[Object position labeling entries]
----

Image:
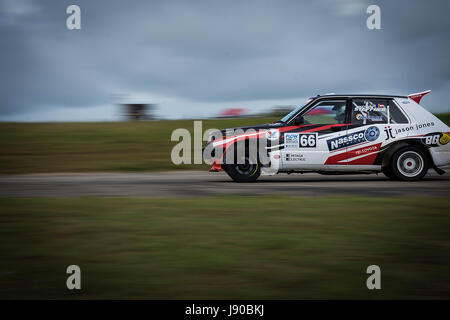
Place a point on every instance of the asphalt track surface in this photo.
(199, 184)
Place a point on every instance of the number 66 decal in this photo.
(308, 140)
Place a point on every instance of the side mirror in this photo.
(299, 121)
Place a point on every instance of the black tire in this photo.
(409, 164)
(388, 173)
(248, 171)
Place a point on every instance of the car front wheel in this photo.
(409, 164)
(244, 171)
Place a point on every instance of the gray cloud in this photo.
(211, 53)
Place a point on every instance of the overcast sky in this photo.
(193, 58)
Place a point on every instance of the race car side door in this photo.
(372, 122)
(306, 146)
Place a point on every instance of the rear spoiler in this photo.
(418, 96)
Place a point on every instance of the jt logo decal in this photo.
(389, 133)
(74, 20)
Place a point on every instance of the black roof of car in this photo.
(331, 95)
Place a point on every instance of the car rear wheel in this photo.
(245, 170)
(409, 164)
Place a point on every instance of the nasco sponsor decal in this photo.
(370, 134)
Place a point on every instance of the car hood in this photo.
(265, 126)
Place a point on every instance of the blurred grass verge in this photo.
(90, 147)
(227, 247)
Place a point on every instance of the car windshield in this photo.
(293, 112)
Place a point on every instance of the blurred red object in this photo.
(233, 112)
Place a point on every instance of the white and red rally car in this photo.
(338, 134)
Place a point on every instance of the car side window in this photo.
(326, 112)
(369, 111)
(396, 114)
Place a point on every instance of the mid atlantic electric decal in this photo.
(370, 134)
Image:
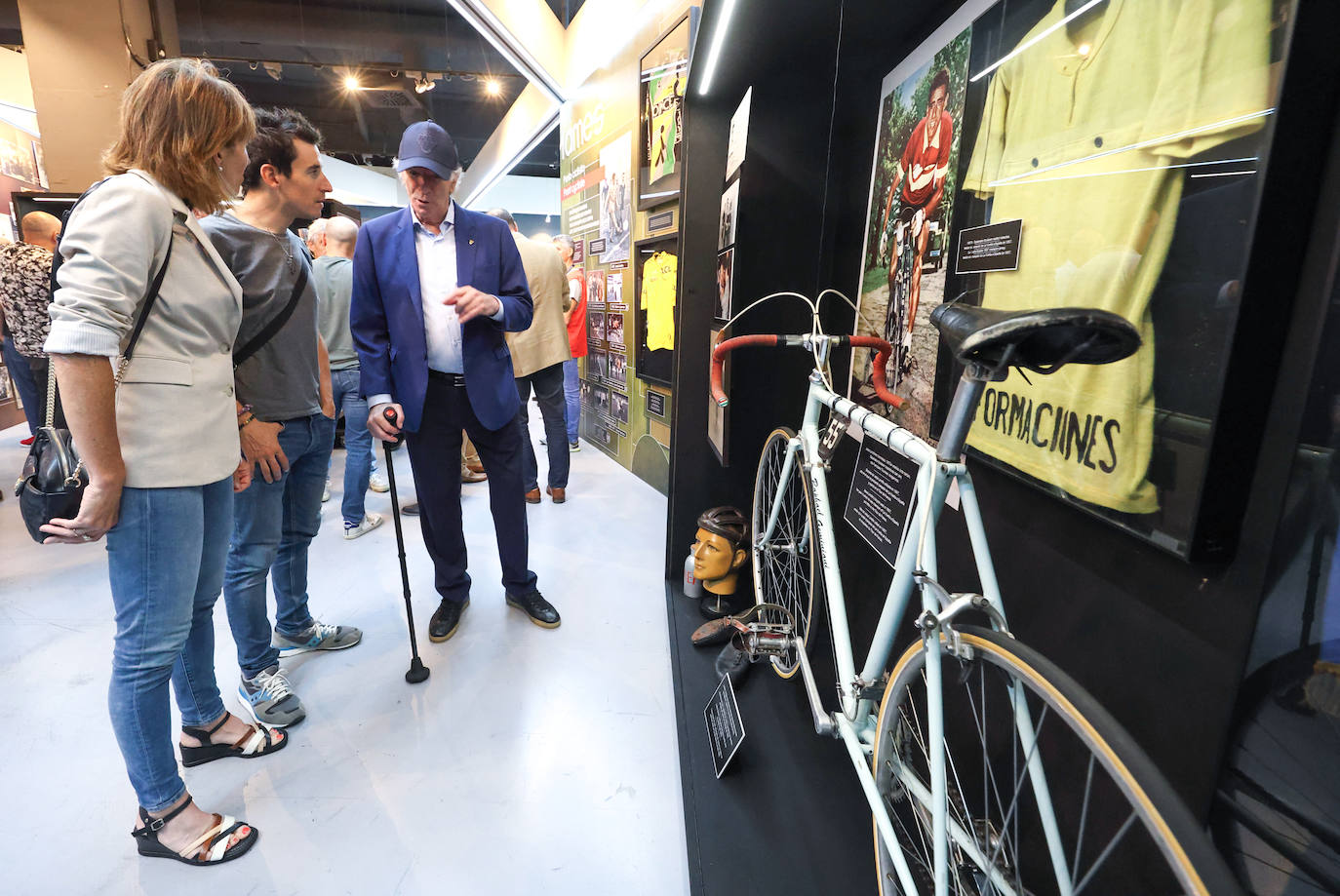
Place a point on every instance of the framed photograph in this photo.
(729, 214)
(913, 196)
(595, 289)
(726, 283)
(662, 78)
(595, 326)
(655, 283)
(615, 201)
(613, 329)
(618, 366)
(719, 418)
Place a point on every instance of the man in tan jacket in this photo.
(537, 355)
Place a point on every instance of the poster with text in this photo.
(738, 136)
(907, 240)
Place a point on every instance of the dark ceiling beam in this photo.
(342, 31)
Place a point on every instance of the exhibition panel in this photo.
(1166, 162)
(622, 161)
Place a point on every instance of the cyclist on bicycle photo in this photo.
(921, 175)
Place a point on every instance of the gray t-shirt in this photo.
(282, 380)
(334, 279)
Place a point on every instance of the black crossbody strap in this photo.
(276, 325)
(149, 300)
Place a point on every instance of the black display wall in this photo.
(1158, 641)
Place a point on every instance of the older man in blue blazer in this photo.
(434, 290)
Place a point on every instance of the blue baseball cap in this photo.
(427, 145)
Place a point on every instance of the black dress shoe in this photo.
(731, 662)
(447, 619)
(540, 611)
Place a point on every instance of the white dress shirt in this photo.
(436, 254)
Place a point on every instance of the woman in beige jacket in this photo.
(161, 445)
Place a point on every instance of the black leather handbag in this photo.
(54, 477)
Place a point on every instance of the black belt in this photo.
(449, 379)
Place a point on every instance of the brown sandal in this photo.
(208, 849)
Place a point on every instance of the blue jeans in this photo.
(548, 391)
(23, 382)
(358, 444)
(165, 559)
(572, 394)
(273, 526)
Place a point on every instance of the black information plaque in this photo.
(726, 727)
(882, 491)
(992, 247)
(661, 221)
(655, 404)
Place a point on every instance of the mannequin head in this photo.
(719, 551)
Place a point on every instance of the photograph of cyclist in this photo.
(921, 175)
(907, 230)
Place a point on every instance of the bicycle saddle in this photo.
(1040, 340)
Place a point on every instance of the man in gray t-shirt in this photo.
(334, 278)
(284, 412)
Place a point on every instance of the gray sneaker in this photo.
(269, 699)
(319, 637)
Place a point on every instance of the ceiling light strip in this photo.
(1034, 40)
(502, 168)
(492, 29)
(719, 38)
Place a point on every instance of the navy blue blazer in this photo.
(386, 314)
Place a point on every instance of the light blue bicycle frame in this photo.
(855, 722)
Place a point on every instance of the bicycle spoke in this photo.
(1107, 850)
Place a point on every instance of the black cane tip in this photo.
(418, 671)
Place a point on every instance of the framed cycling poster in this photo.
(1085, 171)
(662, 76)
(907, 239)
(655, 283)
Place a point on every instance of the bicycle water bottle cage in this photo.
(1042, 340)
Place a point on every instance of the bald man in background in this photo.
(25, 292)
(333, 275)
(316, 236)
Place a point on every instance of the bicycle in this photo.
(986, 767)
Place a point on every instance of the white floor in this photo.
(531, 760)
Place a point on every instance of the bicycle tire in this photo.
(1158, 845)
(784, 565)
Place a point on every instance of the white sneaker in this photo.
(369, 523)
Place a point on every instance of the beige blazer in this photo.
(176, 416)
(545, 341)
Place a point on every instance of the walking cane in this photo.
(418, 671)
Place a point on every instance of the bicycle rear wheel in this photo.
(1119, 828)
(784, 559)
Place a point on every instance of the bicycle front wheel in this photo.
(1045, 793)
(784, 554)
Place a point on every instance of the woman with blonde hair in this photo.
(158, 436)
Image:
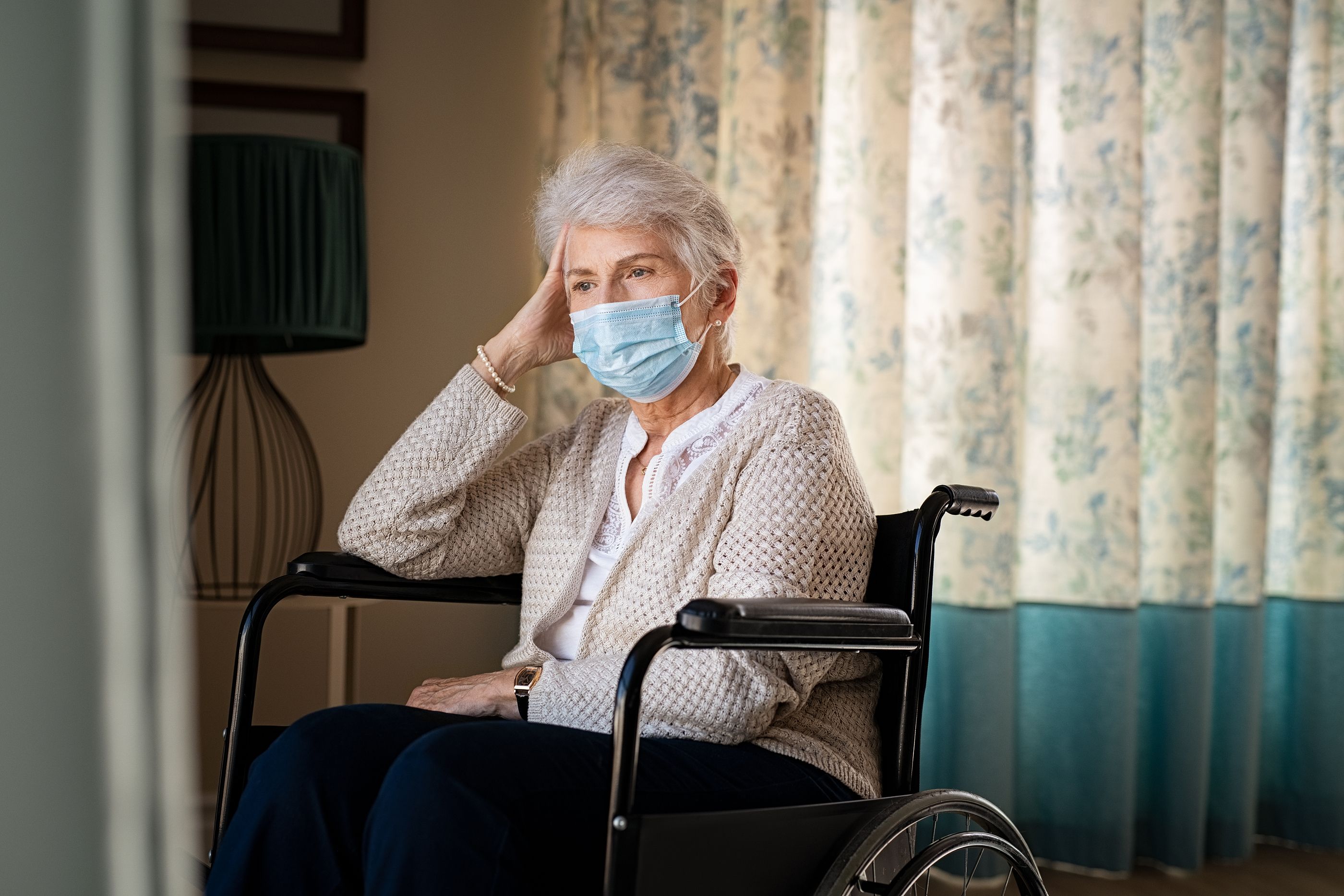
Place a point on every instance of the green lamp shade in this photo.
(277, 245)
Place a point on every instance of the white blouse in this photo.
(682, 453)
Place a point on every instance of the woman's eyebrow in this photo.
(620, 263)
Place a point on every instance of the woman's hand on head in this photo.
(541, 332)
(486, 695)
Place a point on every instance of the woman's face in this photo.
(620, 265)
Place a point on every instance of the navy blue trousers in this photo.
(392, 800)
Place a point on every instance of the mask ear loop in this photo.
(708, 327)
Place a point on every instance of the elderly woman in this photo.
(705, 480)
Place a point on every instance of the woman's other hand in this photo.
(541, 332)
(484, 695)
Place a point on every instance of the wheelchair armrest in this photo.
(783, 618)
(357, 578)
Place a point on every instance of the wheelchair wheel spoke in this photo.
(967, 878)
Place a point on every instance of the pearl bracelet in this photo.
(480, 352)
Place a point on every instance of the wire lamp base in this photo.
(256, 495)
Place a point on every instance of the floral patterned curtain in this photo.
(1091, 254)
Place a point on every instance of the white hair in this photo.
(624, 187)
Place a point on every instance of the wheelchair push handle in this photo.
(971, 500)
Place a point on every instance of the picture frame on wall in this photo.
(229, 108)
(303, 27)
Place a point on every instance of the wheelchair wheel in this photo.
(937, 841)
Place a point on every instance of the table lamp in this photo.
(277, 266)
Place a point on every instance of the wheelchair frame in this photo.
(902, 572)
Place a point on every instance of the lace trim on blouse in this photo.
(684, 448)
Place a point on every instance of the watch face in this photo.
(525, 678)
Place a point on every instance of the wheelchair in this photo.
(941, 839)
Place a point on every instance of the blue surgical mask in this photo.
(637, 348)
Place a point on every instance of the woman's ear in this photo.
(726, 300)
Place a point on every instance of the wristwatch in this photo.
(523, 684)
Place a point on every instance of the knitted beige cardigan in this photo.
(776, 511)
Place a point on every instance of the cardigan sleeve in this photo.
(443, 503)
(802, 527)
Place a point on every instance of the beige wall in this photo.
(452, 147)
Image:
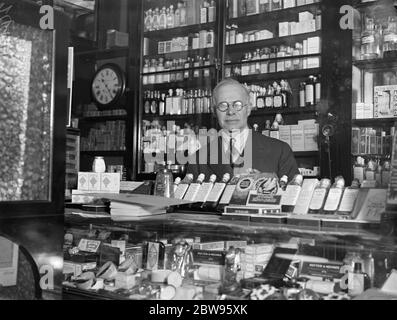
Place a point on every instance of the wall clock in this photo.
(108, 84)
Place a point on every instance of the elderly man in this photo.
(240, 148)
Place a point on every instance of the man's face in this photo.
(232, 119)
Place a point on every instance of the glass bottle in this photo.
(154, 104)
(146, 105)
(265, 53)
(269, 97)
(302, 96)
(309, 92)
(386, 170)
(160, 69)
(145, 70)
(390, 38)
(370, 171)
(286, 93)
(245, 67)
(163, 19)
(319, 196)
(164, 184)
(369, 41)
(334, 196)
(349, 198)
(177, 16)
(212, 11)
(183, 14)
(278, 97)
(216, 192)
(156, 18)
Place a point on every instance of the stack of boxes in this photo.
(255, 259)
(371, 141)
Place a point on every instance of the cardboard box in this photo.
(311, 132)
(297, 138)
(285, 134)
(283, 29)
(305, 16)
(110, 182)
(217, 245)
(313, 45)
(385, 101)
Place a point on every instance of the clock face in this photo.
(108, 85)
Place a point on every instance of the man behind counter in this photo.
(240, 146)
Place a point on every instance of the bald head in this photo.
(230, 91)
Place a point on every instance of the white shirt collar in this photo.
(240, 137)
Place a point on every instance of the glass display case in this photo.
(374, 90)
(184, 257)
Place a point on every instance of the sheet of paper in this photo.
(140, 199)
(8, 263)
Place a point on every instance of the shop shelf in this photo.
(182, 54)
(196, 117)
(115, 153)
(258, 20)
(179, 70)
(103, 118)
(287, 40)
(274, 59)
(178, 31)
(376, 64)
(306, 154)
(195, 83)
(102, 54)
(375, 122)
(296, 74)
(284, 111)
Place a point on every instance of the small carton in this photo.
(82, 181)
(110, 182)
(94, 181)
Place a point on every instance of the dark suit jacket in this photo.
(268, 155)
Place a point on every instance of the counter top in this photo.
(214, 226)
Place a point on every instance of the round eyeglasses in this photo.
(225, 106)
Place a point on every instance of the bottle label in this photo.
(192, 192)
(348, 200)
(203, 192)
(291, 195)
(227, 195)
(269, 102)
(309, 93)
(333, 199)
(181, 190)
(216, 192)
(318, 199)
(278, 101)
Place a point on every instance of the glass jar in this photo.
(370, 40)
(99, 166)
(164, 184)
(390, 38)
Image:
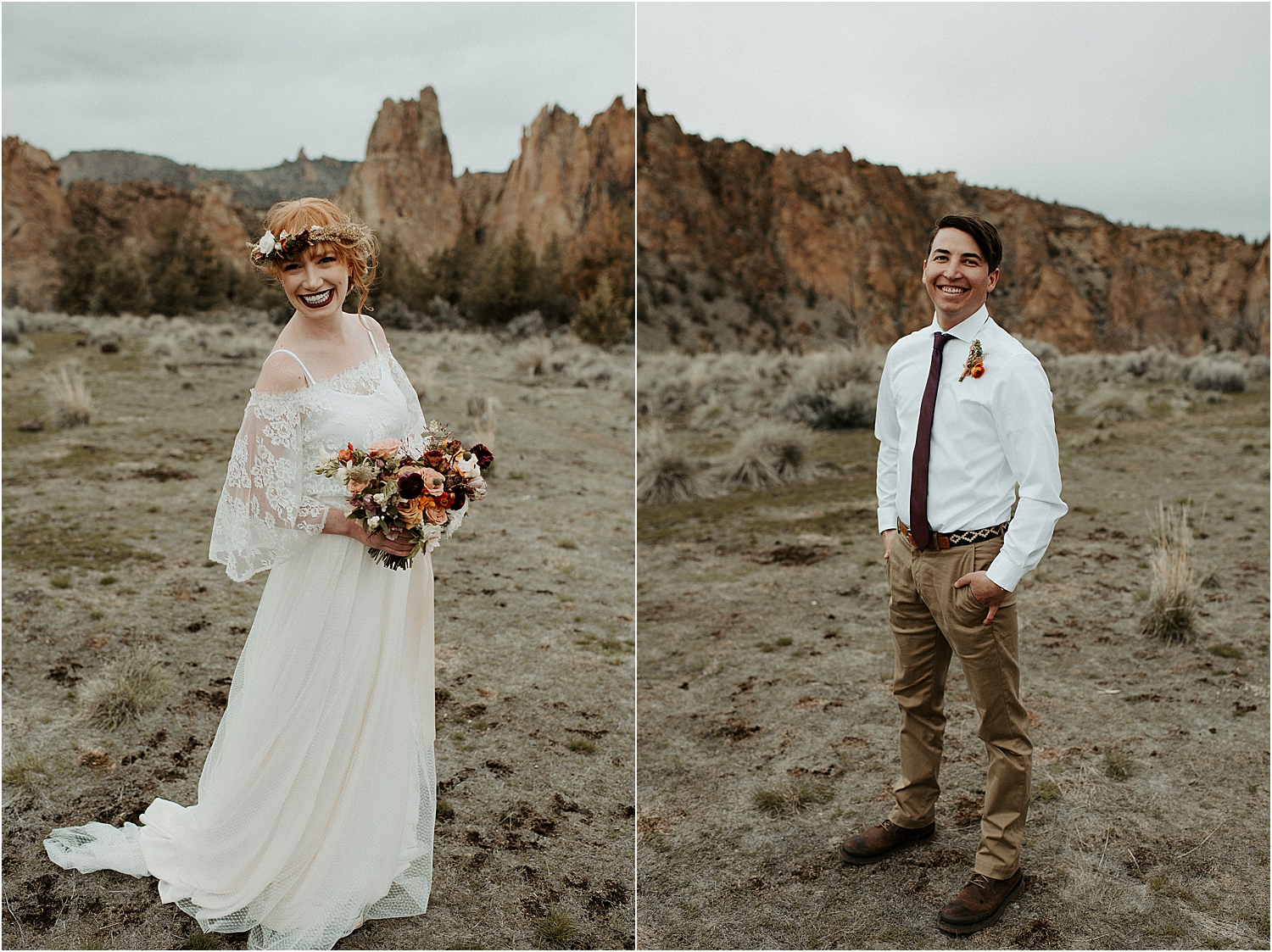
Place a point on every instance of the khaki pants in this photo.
(930, 621)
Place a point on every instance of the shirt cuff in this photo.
(1005, 573)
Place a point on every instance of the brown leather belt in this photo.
(964, 537)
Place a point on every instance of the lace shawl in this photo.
(265, 515)
(272, 501)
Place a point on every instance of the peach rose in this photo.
(434, 483)
(383, 449)
(411, 512)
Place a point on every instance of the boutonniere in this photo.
(974, 361)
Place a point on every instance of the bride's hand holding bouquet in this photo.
(404, 497)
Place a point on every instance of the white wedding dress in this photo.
(315, 804)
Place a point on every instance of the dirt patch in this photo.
(124, 525)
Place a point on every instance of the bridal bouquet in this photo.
(422, 497)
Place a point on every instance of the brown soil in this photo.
(533, 628)
(765, 680)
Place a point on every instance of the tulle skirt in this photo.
(315, 804)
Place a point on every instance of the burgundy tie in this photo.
(918, 526)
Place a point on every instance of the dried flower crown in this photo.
(285, 246)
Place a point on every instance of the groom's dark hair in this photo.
(985, 236)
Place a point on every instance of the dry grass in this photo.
(126, 689)
(768, 455)
(664, 475)
(1172, 614)
(69, 398)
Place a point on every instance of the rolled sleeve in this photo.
(888, 434)
(1027, 431)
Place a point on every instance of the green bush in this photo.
(602, 320)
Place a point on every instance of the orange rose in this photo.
(383, 449)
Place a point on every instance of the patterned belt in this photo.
(966, 537)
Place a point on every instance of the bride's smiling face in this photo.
(315, 281)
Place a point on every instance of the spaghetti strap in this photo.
(308, 376)
(369, 335)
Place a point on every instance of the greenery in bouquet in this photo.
(417, 491)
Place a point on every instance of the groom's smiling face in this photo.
(957, 276)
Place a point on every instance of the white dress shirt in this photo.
(990, 435)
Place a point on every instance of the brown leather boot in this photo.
(874, 844)
(979, 905)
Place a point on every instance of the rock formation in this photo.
(35, 216)
(406, 190)
(743, 248)
(577, 182)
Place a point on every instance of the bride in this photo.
(315, 804)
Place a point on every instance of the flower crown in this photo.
(285, 246)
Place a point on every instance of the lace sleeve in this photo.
(415, 416)
(264, 516)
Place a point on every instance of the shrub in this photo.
(789, 799)
(767, 455)
(666, 475)
(68, 396)
(1114, 404)
(1119, 764)
(125, 689)
(603, 320)
(533, 356)
(1173, 601)
(1224, 376)
(25, 768)
(555, 929)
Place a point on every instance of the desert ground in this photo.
(767, 728)
(106, 532)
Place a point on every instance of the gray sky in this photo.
(244, 86)
(1147, 114)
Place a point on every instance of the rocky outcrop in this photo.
(743, 248)
(252, 188)
(565, 178)
(406, 190)
(35, 216)
(572, 181)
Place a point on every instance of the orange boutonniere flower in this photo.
(974, 364)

----

Stated problem: Reproduce exactly the lines from the one with "Place a point on every instance of the shrub" through the end of the entries above, both ends included.

Answer in full:
Place a point on every instance of the shrub in this photo.
(789, 799)
(767, 455)
(666, 475)
(68, 396)
(1114, 404)
(1119, 764)
(125, 689)
(603, 320)
(533, 356)
(1173, 601)
(1224, 376)
(25, 768)
(555, 929)
Place a point on every instance of the desert ground in this photo.
(767, 728)
(106, 532)
Place a point on every instance of the gray sky in this photo.
(244, 86)
(1147, 114)
Place a point on every instance of the rocky outcrop in this photo.
(743, 248)
(252, 188)
(565, 178)
(406, 190)
(35, 216)
(572, 181)
Place a point on every instance of the orange boutonniere flower in this photo.
(974, 364)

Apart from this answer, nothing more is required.